__Task statement__: Gather every line of the material below that contains the word "green" and list those lines.

Excerpts of labeled region data
━━━━━━━━━━━━━━━━━━━━━━━━━━━━━━

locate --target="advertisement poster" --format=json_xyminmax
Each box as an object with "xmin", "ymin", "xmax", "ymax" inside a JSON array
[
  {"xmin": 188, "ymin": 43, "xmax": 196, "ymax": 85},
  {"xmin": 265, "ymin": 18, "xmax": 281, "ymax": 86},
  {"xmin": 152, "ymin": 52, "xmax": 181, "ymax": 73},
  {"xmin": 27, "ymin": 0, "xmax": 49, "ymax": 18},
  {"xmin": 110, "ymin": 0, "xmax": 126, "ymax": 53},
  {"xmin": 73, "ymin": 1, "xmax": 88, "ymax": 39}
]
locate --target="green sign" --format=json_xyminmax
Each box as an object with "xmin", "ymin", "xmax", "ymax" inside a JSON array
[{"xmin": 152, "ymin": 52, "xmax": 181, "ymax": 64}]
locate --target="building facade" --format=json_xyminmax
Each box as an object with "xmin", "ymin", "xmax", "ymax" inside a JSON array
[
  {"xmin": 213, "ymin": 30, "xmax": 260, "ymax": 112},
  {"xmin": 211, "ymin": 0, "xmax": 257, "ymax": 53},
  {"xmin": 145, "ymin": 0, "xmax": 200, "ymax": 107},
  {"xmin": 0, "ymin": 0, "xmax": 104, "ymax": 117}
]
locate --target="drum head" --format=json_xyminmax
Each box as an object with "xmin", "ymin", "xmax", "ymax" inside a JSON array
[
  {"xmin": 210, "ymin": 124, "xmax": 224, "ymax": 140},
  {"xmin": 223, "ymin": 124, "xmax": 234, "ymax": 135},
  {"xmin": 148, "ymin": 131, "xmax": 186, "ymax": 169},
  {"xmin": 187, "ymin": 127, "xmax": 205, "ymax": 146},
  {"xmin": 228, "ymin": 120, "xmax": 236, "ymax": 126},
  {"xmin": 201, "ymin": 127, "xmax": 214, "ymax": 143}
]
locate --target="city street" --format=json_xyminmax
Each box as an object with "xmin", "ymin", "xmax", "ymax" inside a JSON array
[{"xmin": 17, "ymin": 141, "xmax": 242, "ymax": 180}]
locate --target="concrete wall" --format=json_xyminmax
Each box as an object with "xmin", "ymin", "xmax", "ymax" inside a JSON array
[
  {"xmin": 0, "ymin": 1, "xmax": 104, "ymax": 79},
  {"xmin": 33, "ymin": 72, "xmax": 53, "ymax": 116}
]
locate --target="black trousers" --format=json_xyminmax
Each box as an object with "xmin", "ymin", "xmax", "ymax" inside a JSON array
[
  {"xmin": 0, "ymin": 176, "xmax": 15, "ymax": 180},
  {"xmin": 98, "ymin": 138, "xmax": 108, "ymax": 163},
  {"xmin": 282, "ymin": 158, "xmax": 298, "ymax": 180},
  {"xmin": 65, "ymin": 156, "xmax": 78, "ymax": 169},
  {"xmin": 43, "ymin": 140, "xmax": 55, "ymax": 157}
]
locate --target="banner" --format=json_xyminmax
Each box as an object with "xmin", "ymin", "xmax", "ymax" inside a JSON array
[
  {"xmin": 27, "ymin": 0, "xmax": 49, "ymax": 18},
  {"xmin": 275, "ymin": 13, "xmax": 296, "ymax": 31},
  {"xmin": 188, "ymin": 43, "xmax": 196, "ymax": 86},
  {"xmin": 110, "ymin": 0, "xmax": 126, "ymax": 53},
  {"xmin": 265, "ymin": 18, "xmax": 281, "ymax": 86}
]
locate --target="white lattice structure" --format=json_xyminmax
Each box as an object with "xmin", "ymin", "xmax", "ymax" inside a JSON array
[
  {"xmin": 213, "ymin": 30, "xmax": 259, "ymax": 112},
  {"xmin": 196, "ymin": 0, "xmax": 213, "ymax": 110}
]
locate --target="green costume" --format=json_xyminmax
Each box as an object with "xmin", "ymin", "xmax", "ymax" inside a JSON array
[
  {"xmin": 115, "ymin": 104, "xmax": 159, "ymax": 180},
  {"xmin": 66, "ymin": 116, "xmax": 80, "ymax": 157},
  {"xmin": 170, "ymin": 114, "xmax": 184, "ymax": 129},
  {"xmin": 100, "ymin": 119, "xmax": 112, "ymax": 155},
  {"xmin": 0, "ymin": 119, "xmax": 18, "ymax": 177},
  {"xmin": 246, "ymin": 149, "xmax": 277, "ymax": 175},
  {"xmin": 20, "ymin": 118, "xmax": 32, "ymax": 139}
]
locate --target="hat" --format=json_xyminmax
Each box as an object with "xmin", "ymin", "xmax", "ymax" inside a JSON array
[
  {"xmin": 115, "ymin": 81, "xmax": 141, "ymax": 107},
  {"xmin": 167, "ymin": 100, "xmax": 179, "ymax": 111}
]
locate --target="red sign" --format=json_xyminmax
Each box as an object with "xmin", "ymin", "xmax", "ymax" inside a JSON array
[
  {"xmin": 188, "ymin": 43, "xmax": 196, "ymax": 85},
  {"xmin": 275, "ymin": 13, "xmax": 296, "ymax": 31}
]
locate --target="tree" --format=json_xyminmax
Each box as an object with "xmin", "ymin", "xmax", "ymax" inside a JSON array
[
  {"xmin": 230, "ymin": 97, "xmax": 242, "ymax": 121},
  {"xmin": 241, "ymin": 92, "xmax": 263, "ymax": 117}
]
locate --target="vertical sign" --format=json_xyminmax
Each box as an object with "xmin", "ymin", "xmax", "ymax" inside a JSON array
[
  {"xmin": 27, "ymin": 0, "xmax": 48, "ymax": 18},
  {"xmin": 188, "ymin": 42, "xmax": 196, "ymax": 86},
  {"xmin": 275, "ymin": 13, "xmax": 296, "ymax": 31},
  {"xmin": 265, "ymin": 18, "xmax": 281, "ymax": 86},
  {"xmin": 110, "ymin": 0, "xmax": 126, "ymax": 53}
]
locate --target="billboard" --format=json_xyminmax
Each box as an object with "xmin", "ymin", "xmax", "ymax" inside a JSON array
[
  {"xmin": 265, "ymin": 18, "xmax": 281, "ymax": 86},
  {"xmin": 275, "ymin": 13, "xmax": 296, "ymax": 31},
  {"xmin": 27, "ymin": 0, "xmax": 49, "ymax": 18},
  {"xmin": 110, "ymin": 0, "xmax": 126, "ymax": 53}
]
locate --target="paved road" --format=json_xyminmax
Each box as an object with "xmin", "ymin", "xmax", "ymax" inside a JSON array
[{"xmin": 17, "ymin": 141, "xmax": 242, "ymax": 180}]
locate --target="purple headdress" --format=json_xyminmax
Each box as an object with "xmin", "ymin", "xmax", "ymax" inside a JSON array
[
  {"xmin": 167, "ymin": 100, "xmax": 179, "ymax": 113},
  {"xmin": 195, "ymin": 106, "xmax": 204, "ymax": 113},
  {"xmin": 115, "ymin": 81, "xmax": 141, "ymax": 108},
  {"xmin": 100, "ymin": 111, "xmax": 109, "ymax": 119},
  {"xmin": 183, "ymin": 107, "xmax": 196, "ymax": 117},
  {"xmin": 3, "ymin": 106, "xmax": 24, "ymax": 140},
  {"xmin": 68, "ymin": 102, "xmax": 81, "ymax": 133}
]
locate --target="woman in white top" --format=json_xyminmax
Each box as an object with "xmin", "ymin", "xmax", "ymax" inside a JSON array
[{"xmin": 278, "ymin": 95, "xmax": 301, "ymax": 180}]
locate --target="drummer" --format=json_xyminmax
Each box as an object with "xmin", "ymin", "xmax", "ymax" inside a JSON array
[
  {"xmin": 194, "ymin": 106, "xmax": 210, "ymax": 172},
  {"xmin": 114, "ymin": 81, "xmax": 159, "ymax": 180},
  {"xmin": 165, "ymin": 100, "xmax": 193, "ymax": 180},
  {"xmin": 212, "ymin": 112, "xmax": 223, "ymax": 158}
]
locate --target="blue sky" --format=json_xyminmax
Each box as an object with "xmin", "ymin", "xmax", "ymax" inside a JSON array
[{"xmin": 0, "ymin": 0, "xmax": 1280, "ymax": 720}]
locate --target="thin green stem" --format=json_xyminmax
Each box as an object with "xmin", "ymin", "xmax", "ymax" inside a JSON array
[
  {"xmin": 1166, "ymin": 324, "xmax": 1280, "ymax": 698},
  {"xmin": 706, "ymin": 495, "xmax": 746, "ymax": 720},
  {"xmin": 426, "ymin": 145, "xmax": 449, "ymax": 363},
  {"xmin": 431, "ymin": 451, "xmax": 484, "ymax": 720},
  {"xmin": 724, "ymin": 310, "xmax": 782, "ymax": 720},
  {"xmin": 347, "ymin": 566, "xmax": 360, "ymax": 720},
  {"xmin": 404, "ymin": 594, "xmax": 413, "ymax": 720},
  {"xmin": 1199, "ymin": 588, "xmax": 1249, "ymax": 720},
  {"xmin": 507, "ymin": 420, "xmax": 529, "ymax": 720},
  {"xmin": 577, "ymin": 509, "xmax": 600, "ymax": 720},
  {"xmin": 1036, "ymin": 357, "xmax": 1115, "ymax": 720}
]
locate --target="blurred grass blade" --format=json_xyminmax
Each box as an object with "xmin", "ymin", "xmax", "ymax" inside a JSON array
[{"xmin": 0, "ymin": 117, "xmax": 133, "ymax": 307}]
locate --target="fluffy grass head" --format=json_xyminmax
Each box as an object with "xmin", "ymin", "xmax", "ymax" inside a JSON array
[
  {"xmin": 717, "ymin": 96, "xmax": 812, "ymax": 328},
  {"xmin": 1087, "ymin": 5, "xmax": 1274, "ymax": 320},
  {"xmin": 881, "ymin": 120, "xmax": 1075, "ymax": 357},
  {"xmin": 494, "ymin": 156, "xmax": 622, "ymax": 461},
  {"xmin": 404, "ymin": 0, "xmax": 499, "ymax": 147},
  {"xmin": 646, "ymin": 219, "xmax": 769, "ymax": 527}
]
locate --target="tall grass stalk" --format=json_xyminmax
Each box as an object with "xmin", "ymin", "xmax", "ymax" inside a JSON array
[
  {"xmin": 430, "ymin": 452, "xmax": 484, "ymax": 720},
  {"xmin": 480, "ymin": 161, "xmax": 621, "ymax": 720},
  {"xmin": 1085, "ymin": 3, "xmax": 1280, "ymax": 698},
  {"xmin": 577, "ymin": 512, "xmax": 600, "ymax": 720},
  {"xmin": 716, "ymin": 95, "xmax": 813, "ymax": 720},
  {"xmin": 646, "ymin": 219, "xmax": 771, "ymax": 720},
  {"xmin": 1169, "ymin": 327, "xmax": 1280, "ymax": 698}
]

━━━━━━━━━━━━━━━━━━━━━━━━━━━━━━

__Task output__:
locate --target="green sign" --format=json_xyminmax
locate --target="green costume" --format=json_xyminmax
locate --target="thin green stem" --format=json_xyminmax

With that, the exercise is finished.